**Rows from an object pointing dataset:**
----

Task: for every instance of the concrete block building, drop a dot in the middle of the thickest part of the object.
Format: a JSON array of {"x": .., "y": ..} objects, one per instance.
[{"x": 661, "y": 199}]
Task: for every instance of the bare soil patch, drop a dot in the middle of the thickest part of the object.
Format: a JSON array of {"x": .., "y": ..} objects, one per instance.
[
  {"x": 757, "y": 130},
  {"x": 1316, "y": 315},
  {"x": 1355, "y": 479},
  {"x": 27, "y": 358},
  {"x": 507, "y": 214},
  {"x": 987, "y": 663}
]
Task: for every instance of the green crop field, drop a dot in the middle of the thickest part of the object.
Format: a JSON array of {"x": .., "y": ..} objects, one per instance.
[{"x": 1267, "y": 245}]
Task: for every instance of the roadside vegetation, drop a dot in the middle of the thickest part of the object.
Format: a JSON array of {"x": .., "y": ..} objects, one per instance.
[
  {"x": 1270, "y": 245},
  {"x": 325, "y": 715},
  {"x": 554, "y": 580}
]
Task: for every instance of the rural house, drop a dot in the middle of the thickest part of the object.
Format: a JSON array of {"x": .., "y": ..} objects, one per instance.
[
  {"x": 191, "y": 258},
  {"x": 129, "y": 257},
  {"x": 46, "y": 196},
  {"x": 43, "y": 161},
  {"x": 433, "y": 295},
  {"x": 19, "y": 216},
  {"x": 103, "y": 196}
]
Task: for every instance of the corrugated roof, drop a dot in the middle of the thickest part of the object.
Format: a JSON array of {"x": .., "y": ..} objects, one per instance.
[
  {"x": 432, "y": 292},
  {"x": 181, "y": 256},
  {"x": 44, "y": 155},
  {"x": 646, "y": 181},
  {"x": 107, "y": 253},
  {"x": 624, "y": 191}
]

----

**Set task:**
Rewrite everything from the line containing "Task: for every instance of the corrugated" down to the end of the records, swapping "thickest part" for "widest part" and leaving all else unchanged.

**Output for this exercise:**
Task: for every instance of the corrugated roof, drop a dot in the middle of the widest part of the object.
Format: a JSON array of {"x": .., "y": ..} objects, one per instance.
[
  {"x": 432, "y": 292},
  {"x": 181, "y": 256},
  {"x": 44, "y": 155},
  {"x": 646, "y": 181},
  {"x": 107, "y": 253},
  {"x": 624, "y": 191}
]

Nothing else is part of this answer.